== DATA TO EXAMINE
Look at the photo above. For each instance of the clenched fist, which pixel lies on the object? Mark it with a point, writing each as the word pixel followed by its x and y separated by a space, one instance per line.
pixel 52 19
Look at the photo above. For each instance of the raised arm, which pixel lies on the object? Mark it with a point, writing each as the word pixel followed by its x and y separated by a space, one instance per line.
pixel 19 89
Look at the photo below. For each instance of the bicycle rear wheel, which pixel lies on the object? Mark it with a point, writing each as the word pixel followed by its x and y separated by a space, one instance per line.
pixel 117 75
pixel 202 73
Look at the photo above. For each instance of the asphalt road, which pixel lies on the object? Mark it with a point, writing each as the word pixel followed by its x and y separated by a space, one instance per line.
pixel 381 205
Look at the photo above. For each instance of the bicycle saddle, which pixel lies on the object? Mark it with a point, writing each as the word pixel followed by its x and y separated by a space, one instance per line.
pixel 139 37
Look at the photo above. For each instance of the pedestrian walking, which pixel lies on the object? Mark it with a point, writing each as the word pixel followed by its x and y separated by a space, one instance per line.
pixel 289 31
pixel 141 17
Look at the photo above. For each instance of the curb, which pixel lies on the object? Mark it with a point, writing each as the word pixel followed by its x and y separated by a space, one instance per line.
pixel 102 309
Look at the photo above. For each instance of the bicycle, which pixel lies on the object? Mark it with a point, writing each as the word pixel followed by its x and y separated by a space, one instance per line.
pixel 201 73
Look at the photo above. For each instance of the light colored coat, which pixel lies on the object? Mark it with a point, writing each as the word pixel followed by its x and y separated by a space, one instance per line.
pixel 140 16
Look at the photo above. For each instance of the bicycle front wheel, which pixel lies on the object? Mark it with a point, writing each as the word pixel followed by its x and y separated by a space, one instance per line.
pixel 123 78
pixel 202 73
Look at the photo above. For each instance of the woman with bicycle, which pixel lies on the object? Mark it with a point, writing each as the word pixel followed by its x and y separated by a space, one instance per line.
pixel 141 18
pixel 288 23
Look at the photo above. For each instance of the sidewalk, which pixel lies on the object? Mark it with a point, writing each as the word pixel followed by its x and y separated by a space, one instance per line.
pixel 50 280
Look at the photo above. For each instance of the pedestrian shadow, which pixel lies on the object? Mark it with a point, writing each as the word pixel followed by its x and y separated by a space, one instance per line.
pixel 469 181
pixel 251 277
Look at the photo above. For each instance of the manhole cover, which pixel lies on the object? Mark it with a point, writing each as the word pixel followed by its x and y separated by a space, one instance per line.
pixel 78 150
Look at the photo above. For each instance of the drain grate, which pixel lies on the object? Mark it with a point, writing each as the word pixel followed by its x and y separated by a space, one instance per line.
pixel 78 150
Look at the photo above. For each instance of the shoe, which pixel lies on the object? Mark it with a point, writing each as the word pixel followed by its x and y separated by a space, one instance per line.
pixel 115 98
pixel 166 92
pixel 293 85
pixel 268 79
====
- [REQUIRED ACTION]
Copy every line that appears above, with each word kept as it is.

- [SOLUTION TO THIS EXERCISE]
Look at the photo above. For each instance of the clenched fist, which pixel lies on the object? Mark it with a point, writing each as the word pixel followed by its x and y separated by a space, one instance per line.
pixel 52 19
Look at the photo above. For each instance of the raised arm, which pixel lies on the object? Mark it with a point, writing each as the word pixel followed by its x and y separated by a space, one instance per line.
pixel 19 89
Look at the photo below. For each instance of the bicycle rear wheel, which pixel lies on the object? Mark it with a point, writing each as the word pixel followed by its x and y separated by a space, one instance per line.
pixel 117 75
pixel 202 73
Look at the photo above. For each instance of the asphalt road, which pixel lies on the object? Mark it with a point, writing each as the word pixel followed by its x and y separated by a space, one instance per line.
pixel 381 205
Look at the photo above. For each instance of the bicycle saddle, which pixel lies on the object? Mark it with a point, writing each as the word pixel followed by its x and y separated by a space, one instance per line.
pixel 139 37
Look at the photo above. For each instance of the pedestrian walking, which pixel lies on the object? Mark it with a point, writing each as the word pixel followed by its x and y separated by a space, one instance per line.
pixel 289 31
pixel 141 17
Look at the photo above. For each instance of the curb, which pixel lies on the object? Mark it with a point, writing each as the word pixel followed by its x and y separated by a space, one instance per line.
pixel 102 309
Look at the photo above. For each instance of the bicycle, which pixel lies on the object? Mark it with a point, writing each as the word pixel followed by its x and y separated by a space, one instance per line.
pixel 201 73
Look at the photo above. For each instance of the light colored coat, which pixel lies on the object? Mark it with a point, writing each as the word pixel followed by its x and y separated by a space, one instance per line.
pixel 140 16
Look at the photo above. For each instance of the bicycle front wheel, which pixel lies on the object? Mark it with a point, writing each as the word pixel followed by its x and y separated by a space, one instance per line.
pixel 123 78
pixel 202 73
Look at the photo above. For each instance of the woman with bicycle, which pixel lies on the object? Mark it with a point, writing each as the word pixel followed by its x and y separated by a space, one instance per line.
pixel 141 18
pixel 288 23
Look at the photo above. For each instance of the sidewalk, which pixel lies on the object? Mark it with a point, writing each as the word pixel followed by its x and y separated by a space, one instance per line.
pixel 50 280
Look at the photo above. For each instance of the pedestrian shadow, which pixel lies on the object? Mark it with a point, writing each as the word pixel followed by its x and y separated by a space, one instance per line.
pixel 469 181
pixel 251 277
Look at the photo above. For each instance of the manhole cover, which pixel lies on the object? Mark it with a point, writing each as the word pixel followed by its x and y separated by a space, one instance per line.
pixel 78 150
Look at the photo above. For each instance of the drain grate, which pixel lies on the object? Mark it with a point, writing each as the word pixel followed by its x and y separated by a space, one instance per line.
pixel 78 150
Look at the photo above. For each instance of the shoe, which pixel lies on the object? Mark it with a point, writing each as the word pixel followed by its x and y separated by a space, one instance per line.
pixel 115 98
pixel 166 92
pixel 293 85
pixel 268 79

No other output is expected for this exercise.